But what disturbed me was the image of myself after hours. After the beers. It’s hunched over and haunting. I. I can’t look at it for too much longer.

Even though I was still full from the large intake from a few hours prior, I insisted on Burger King. My boyfriend said, “Sarah, you know you’re going to be mad at yourself and me tomorrow morning, right?”

“ARGRHH BLURPP,” was the wolfish sound that slopped out of my mouth. Poor Sean had no choice but to give in to my urgent desires. The monster wanted to HAVE IT HER WAY NOW, MOTHERFUCKA.

I passed out in the passenger seat before we even made it to Burger King. I’m pretty sure I was snoring when Sean plopped the beautiful brown bag into my lap. Immediately the meaty aroma that BK pumps into the air on the constant awakened my senses. I asked for buffalo sauce so I could dunk my fries. I fingered fries in the darkness of Sean’s car, plunging them and covering them in sauce up to their very tips. For some reason Burger King’s fries aren’t as delicious as I remembered, but buffalo sauce can make dog poop taste good. I feel like everyone knows that.

> Entries provided
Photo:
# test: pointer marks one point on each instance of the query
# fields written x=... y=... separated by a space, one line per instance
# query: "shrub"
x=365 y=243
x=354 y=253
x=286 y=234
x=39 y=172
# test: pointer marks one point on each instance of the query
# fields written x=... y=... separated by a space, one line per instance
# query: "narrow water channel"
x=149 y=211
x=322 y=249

--

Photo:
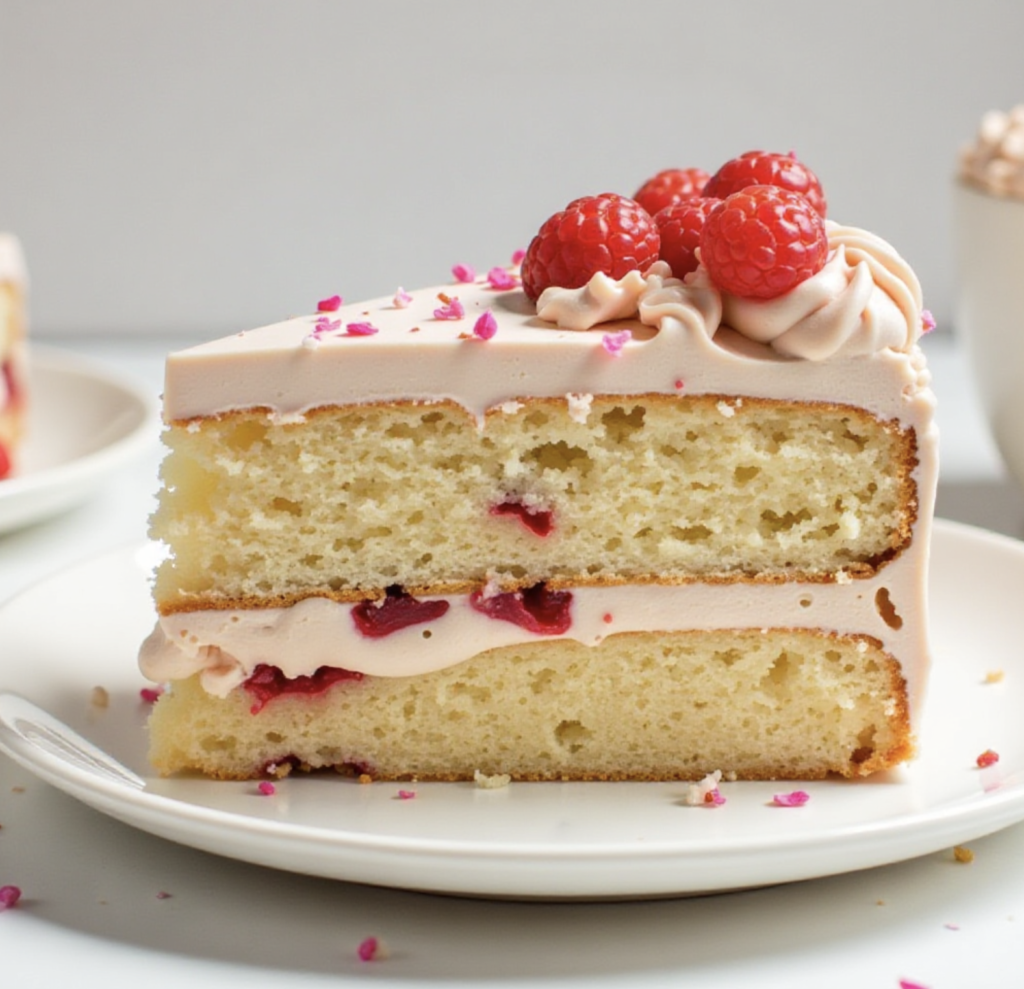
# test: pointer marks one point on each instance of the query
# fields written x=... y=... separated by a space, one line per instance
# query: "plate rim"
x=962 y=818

...

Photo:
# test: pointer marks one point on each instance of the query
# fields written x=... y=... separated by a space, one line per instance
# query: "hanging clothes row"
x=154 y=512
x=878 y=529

> Directions
Carry on the late-night Burger King passage that comes before the listing, writing what follows its final sentence.

> Answer to the exercise
Here’s the worst part: as soon as we got home, I put on my pajamas, opened up the fridge, and proceeded to eat the rest of our leftover lasagna lying dormant in the largest baking dish we own. I ate with a plastic frozen yogurt spoon. On the top of the pink spoon is a rosy-cheeked girl with an ice cream swirl of hair.

I woke up during the middle of the night with cold sweats. I was constipated and sad, so I picked up one of my library books. It was only a matter of time before the spicy food bitchslap reared its terrifying head. But I snuggled into my covers and slipped into my book’s character. This too shall pass, I told my quivering stomach.